▸ **Written instruction 1**
Reproduce the passage from the piece on women in California's legislature, starting with "So why does" and going on through "running for public office.".

Although women represent 51 percent of California’s population, do you know what percentage of our state legislature are women? Just 26 percent!
So why does that matter? I learned why in a briefing hosted by Close the Gap CA, a state-wide campaign working to increase the number of talented and progressive women who run for California State Senate and Assembly seats.
I walked into that briefing never imagining that I would run for public office. I was there because I coordinate the Women’s Foundation of California Women’s Policy Institute (We’re recruiting new fellows until July 9).
Nearly 100 women representing over 40 organizations across California were gathered together to figure out how to recruit more talented, progressive women to fill Assembly and Senate seats that will be open in 2014 and 2016. In addition, some of the women present were planning to run for office themselves. I was so impressed to see many women of color attending the meeting who are serious about running for public office.
While I was inspired by many of the former and current State Legislators who spoke, I was most intrigued by Assemblymember Cristina Garcia, who currently represents California’s 58th Assembly District. She struck me in many ways. As a resident of Bell Gardens, CA in Southern California, she talked about the frustration and disillusion with growing up in an underserved community that most people leave in the search for better opportunities. She was one of them. The thing is, when she visited home, she would complain about the disparities her community continued to face. Finally, someone said to her, “You’re just like everyone else. You leave, never come back, and don’t do anything about it.”
Encouraged to do something about it, she took action. Although she wasn’t eager to run for office, she felt it was her responsibility to do so and now she is representing and advocating for her own community.

▸ **Written instruction 2**
Report each line of the listing below that contains the string "Target".

▸ **Exercise materials**
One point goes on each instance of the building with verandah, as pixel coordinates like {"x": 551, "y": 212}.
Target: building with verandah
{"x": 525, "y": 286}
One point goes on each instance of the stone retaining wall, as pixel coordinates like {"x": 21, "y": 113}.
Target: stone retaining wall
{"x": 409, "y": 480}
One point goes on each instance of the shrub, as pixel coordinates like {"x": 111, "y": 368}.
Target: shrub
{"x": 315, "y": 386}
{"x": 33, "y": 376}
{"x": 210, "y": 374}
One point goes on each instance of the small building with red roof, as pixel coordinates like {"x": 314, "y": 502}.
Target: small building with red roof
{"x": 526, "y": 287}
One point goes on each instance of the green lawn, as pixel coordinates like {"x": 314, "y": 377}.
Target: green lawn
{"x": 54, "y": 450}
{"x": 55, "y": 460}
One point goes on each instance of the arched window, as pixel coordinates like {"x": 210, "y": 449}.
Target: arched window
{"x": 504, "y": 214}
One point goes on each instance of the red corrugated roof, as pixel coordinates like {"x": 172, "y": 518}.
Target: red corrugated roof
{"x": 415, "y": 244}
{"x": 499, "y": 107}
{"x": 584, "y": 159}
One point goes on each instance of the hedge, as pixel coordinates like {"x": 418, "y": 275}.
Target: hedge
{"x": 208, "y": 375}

▸ **Correct result 1**
So why does that matter? I learned why in a briefing hosted by Close the Gap CA, a state-wide campaign working to increase the number of talented and progressive women who run for California State Senate and Assembly seats.
I walked into that briefing never imagining that I would run for public office. I was there because I coordinate the Women’s Foundation of California Women’s Policy Institute (We’re recruiting new fellows until July 9).
Nearly 100 women representing over 40 organizations across California were gathered together to figure out how to recruit more talented, progressive women to fill Assembly and Senate seats that will be open in 2014 and 2016. In addition, some of the women present were planning to run for office themselves. I was so impressed to see many women of color attending the meeting who are serious about running for public office.

▸ **Correct result 2**
Target: building with verandah
Target: stone retaining wall
Target: shrub
Target: small building with red roof
Target: green lawn
Target: arched window
Target: red corrugated roof
Target: hedge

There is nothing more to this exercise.